◆ **WHAT YOU NEED TO DO**
Switch "boom extension section" to "telescopic boom section" in everything from the first line down to the line containing "Give the mask of the boom extension section.", and give back only those lines, with nothing else changed.

================================

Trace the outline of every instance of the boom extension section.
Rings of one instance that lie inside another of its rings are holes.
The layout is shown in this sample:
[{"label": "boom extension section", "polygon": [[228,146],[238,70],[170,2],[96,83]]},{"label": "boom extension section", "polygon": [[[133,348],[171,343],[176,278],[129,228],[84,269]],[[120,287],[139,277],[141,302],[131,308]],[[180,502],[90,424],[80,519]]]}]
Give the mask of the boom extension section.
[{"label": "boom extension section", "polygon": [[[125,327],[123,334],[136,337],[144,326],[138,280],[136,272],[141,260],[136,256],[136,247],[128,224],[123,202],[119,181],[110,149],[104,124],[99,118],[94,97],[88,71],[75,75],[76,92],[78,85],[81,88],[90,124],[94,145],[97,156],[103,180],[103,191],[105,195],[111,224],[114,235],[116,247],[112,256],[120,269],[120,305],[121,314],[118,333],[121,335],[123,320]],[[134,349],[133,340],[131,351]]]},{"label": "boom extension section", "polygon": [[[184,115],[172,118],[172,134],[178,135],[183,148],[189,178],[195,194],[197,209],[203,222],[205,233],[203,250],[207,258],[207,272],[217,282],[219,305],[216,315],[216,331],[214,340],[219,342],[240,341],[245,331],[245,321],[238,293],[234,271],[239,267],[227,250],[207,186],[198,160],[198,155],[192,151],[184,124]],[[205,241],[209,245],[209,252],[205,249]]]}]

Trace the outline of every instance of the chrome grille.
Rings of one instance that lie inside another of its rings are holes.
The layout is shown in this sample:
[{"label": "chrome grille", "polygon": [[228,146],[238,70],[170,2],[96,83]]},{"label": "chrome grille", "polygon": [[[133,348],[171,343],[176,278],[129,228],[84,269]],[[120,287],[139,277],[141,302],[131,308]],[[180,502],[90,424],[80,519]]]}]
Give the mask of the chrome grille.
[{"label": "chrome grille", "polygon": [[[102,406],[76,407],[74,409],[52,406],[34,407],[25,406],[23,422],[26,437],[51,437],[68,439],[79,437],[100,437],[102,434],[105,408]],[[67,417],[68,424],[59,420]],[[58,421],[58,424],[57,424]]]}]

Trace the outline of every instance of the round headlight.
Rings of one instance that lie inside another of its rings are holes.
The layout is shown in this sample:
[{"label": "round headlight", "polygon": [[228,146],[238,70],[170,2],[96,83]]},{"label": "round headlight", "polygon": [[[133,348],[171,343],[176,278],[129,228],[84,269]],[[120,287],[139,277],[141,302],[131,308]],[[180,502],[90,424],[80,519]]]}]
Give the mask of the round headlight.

================================

◆ **WORKED ANSWER**
Trace the outline of every instance of the telescopic boom section.
Rings of one instance that lie inside another of its rings are holes.
The layout is shown in this sample:
[{"label": "telescopic boom section", "polygon": [[228,146],[238,70],[170,2],[96,83]]},{"label": "telescopic boom section", "polygon": [[[133,348],[171,343],[176,278],[129,228],[84,269]],[[120,287],[139,277],[141,302],[131,308]],[[180,502],[90,424],[80,519]]]}]
Give the mask of the telescopic boom section.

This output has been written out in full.